Excerpt

────────────────

Dogs are curious creatures and like to sniff, snort, and sample new tastes and smells. While this is normal and to be expected, it can also cause some unexpected side effects. Certain plants, many of which are commonly used in landscape designs, are dangerous for your dog. Eating the blooms of a Bird of Paradise, for example, may trigger vomiting and nausea. Check out this list compiled by the ASPCA for a more throughout rundown of plants perilous to pets.

 

Veterinary care with extended hours

As a responsible pet parent, you want to make sure you have a trustworthy and well-reviewed veterinarian picked out prior to your move. But before you commit to your canine’s caretaker, check to see if they have hours that are convenient for you and your family. Ask about after-hours and emergency weekend care and keep looking if your chosen pet healthcare provider doesn’t offer options for after-hours issues. Yelp’s list of local vets can help you choose.

 

Inclusive pet policies

Your dream home may become a living nightmare if you fail to fully read and understand rules and regulations associated with the city or neighborhood HOA. For instance, many local governments ban certain breeds considered a threat to the safety of the community. Michigan has recently taken steps to lift dog bans, but it’s always best to check before you fall in love with a certain home or ‘hood.

 

Features that make your life easier

Do you give your dog outdoor baths in the summer? Look for a house with an accessible water spout where you plan to wash and dry your furry guy. Does your dog like to chew carpet? Narrow your list of homes down to those with scratch resistant flooring. If your dog likes his alone time, make sure the house has space to allow for this. Look for a mudroom or heated garage with interior access.

────────────────

Tasks and exercises
(A) Reproduce the stretch of the dog-friendly home excerpt from "Your dream home" through "home or ‘hood.", with "dream home" replaced by "ideal home".
(B) Answer these questions using the dog-friendly home excerpt:
(i) What may eating the blooms of a Bird of Paradise trigger?
(ii) Whose list of local vets does the excerpt say can help you choose?
(iii) If your dog likes his alone time, what two spaces does the excerpt say to look for?

────────────────

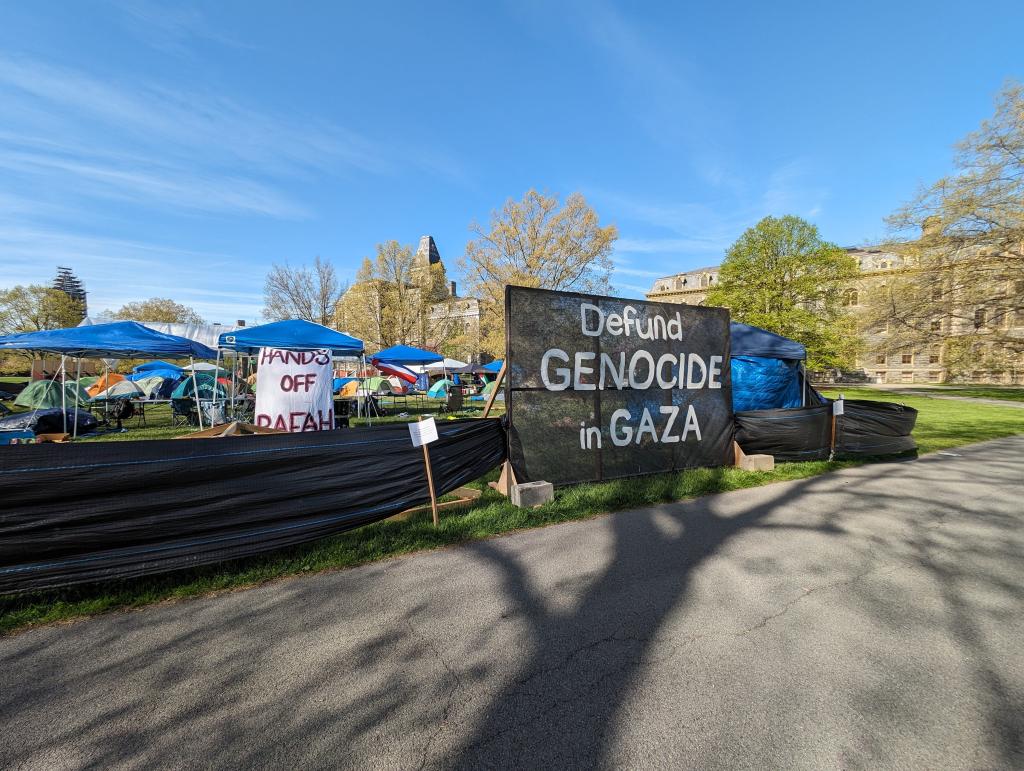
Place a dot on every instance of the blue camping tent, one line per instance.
(115, 340)
(157, 369)
(407, 354)
(766, 369)
(293, 334)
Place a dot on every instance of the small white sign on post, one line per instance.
(423, 432)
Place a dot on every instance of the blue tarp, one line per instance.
(753, 341)
(157, 369)
(160, 366)
(407, 354)
(760, 383)
(115, 340)
(765, 369)
(339, 383)
(293, 334)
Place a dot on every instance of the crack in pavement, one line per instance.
(451, 694)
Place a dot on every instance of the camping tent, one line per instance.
(439, 389)
(448, 365)
(766, 369)
(293, 334)
(157, 369)
(45, 394)
(157, 386)
(209, 387)
(103, 382)
(122, 389)
(376, 385)
(407, 354)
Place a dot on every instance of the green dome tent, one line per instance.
(45, 394)
(209, 388)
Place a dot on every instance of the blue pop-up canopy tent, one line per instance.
(766, 369)
(407, 354)
(115, 340)
(293, 334)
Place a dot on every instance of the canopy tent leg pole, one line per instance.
(78, 377)
(216, 380)
(235, 367)
(199, 409)
(366, 393)
(64, 395)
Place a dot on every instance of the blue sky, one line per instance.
(177, 150)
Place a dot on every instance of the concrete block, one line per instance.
(757, 463)
(530, 495)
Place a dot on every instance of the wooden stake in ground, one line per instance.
(494, 393)
(838, 409)
(422, 434)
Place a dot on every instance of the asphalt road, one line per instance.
(867, 618)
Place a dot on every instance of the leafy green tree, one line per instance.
(397, 298)
(536, 242)
(33, 308)
(782, 276)
(308, 293)
(157, 309)
(962, 240)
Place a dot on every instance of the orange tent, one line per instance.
(104, 382)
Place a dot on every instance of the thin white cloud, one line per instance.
(170, 27)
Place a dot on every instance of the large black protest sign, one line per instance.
(603, 387)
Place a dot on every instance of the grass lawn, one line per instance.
(941, 424)
(1009, 393)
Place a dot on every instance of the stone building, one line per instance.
(452, 323)
(880, 366)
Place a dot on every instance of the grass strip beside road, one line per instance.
(941, 425)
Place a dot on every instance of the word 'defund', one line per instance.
(642, 386)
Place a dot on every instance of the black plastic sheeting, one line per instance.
(797, 434)
(875, 428)
(49, 421)
(83, 513)
(865, 428)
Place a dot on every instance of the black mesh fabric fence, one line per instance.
(83, 513)
(875, 428)
(797, 434)
(865, 428)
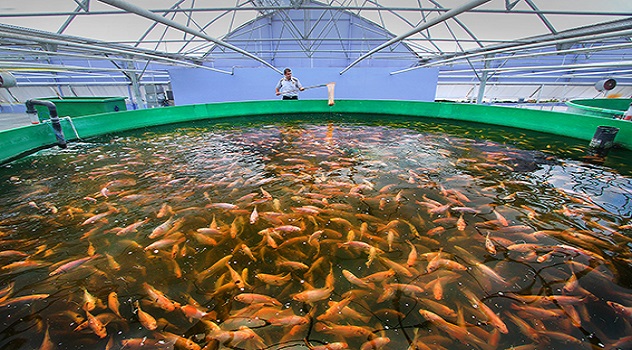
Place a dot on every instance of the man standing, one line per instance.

────────────────

Complete answers
(A)
Your ideal home may become a living nightmare if you fail to fully read and understand rules and regulations associated with the city or neighborhood HOA. For instance, many local governments ban certain breeds considered a threat to the safety of the community. Michigan has recently taken steps to lift dog bans, but it’s always best to check before you fall in love with a certain home or ‘hood.

(B)
(i) Vomiting and nausea.
(ii) Yelp's.
(iii) A mudroom or a heated garage with interior access.